▶ Exercise requirements: Return the records, each one exactly as written.

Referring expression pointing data
§

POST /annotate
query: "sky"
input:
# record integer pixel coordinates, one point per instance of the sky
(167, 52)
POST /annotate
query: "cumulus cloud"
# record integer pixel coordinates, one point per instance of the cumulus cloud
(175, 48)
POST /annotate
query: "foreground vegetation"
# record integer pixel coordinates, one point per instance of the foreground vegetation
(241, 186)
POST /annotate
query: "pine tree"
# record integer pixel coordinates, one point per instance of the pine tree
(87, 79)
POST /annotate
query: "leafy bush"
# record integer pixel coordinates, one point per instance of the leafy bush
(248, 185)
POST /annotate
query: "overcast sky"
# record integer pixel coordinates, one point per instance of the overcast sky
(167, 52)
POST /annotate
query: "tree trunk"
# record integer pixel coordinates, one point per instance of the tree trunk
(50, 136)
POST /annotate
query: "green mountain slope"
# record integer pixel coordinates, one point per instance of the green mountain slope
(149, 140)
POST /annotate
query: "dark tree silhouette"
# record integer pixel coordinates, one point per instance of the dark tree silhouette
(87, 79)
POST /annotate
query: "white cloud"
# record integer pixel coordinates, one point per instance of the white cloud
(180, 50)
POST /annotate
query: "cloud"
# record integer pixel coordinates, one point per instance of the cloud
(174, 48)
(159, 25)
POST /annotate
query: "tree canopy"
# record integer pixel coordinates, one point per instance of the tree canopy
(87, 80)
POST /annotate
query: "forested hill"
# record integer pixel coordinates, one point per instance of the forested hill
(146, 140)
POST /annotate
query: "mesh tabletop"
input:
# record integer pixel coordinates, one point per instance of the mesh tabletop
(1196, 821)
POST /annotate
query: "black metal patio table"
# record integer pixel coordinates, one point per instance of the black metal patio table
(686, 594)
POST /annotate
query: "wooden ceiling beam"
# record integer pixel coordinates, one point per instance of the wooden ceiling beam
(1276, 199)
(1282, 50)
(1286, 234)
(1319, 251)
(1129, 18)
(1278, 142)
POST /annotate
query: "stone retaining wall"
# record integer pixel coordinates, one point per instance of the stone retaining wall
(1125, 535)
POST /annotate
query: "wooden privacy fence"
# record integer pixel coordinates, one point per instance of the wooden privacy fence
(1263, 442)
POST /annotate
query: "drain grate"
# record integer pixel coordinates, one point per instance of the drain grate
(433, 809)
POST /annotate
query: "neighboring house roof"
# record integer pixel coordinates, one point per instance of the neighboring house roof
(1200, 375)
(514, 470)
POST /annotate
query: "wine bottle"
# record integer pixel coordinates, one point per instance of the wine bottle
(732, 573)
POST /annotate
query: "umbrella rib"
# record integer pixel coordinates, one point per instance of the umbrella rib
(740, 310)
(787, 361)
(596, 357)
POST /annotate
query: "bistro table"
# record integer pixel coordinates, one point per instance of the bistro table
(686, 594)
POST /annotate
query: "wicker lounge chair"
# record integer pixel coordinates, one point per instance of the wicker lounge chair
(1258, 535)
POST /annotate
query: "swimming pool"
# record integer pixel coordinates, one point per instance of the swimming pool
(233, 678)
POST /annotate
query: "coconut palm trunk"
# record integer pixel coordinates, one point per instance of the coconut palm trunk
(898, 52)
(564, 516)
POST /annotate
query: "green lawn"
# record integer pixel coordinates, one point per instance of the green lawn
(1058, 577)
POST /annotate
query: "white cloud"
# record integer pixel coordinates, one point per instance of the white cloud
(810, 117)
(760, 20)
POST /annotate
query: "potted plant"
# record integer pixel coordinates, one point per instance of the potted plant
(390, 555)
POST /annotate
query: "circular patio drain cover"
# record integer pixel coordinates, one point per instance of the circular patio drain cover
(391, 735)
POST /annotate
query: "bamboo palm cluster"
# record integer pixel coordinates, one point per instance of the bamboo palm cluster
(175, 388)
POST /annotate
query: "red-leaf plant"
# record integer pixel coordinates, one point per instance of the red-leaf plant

§

▶ Exercise response:
POST /annotate
query: "sky"
input:
# record integer pixel coordinates, one point per instance of the sky
(167, 52)
POST /annotate
query: "cumulus cloud"
# record integer pixel coordinates, one point per instance of the cumulus cloud
(175, 48)
POST /annotate
query: "foreground vegetation"
# record integer pixel coordinates, one point per instance of the foreground vegetation
(241, 186)
POST /annotate
query: "pine tree"
# record integer pixel coordinates, one point per instance of the pine tree
(87, 79)
POST /annotate
query: "leafy bush"
# record integer pixel coordinates, one point per instance of the leafy bush
(248, 185)
POST /annotate
query: "overcast sky"
# record integer pixel coordinates, one point per instance of the overcast sky
(167, 52)
POST /annotate
query: "tree trunk"
# record integer pixel coordinates, one point per instance of the tree trunk
(50, 136)
POST /annotate
query: "green mountain slope"
# record integer pixel coordinates, one point per instance of the green mountain slope
(149, 140)
POST /annotate
query: "dark tree silhouette"
# record integer pixel coordinates, one point per instance of the dark tree silhouette
(87, 79)
POST /annotate
query: "white cloud"
# record integer pixel coordinates, one point per instance of the white cloud
(180, 50)
POST /annotate
query: "cloud"
# record integer pixel coordinates, one point per instance of the cloud
(174, 48)
(159, 25)
POST /annotate
query: "tree canopy"
# record integer pixel coordinates, one point per instance of the tree canopy
(87, 80)
POST /annotate
query: "forested hill"
# record integer pixel coordinates, one point per instance of the forested hill
(146, 140)
POST /annotate
query: "mesh tabletop"
input:
# record integer pixel coordinates, one point per instance of the mesh tabletop
(1196, 821)
POST /annotate
query: "black metal patio table"
# record integer pixel coordinates, one point per instance of the black metal patio table
(686, 594)
POST /annotate
query: "wooden ceiling beam"
# record integer pixel coordinates, one point per instance of the wooden ceiling beam
(1276, 199)
(1282, 50)
(1286, 234)
(1319, 251)
(1129, 18)
(1278, 142)
POST /annotate
query: "stone retaining wall"
# record integer pixel coordinates, one point per instance of the stone retaining wall
(1125, 535)
POST /annotate
query: "wooden privacy fence"
# record integer pixel coordinates, one point per instance of the wooden privacy fence
(1263, 442)
POST /annotate
query: "drain grate"
# record integer pixel coordinates, one point per instance of the drain grate
(433, 809)
POST /annotate
query: "neighboring house roof"
# record integer pixel coordinates, one point per instance of the neighboring house roof
(1200, 375)
(514, 470)
POST /annotate
query: "wine bottle"
# record integer pixel coordinates, one point per instance of the wine bottle
(732, 573)
POST /annotate
query: "umbrella rib"
# record integer pixel coordinates, one point per instance of the umbrella rib
(740, 310)
(787, 361)
(596, 357)
POST /annotate
query: "bistro table"
# record integer pixel coordinates, one point per instance of the bistro table
(686, 594)
POST /annotate
query: "wicker lounge chair"
# record integer pixel coordinates, one point per instance of the wicker lounge chair
(1258, 535)
POST /annotate
query: "swimming pool"
# record integer pixel coordinates, one point per instance of the swimming pool
(233, 678)
POST /annotate
query: "coconut palm trunk"
# record integer pixel coordinates, one point per instance of the coconut palm trunk
(898, 52)
(564, 516)
POST /annotate
query: "green lawn"
# record integer pixel coordinates, one point per instance of the green lawn
(1058, 577)
POST /annotate
query: "white cloud"
# record integer pixel coordinates, one point per instance of the white cloud
(810, 117)
(760, 20)
POST /annotate
query: "potted plant"
# record integer pixel coordinates, one point per instance of the potted plant
(390, 555)
POST /annotate
query: "circular patio drain cover"
# record integer pixel coordinates, one point per instance of the circular patio drain cover
(391, 735)
POST /annotate
query: "bamboo palm cluster"
# record integer pixel coordinates, one point per instance of the bamboo palm cluster
(175, 388)
POST /annotate
query: "red-leaf plant"
# record integer pixel coordinates, one point per instance of the red-leaf plant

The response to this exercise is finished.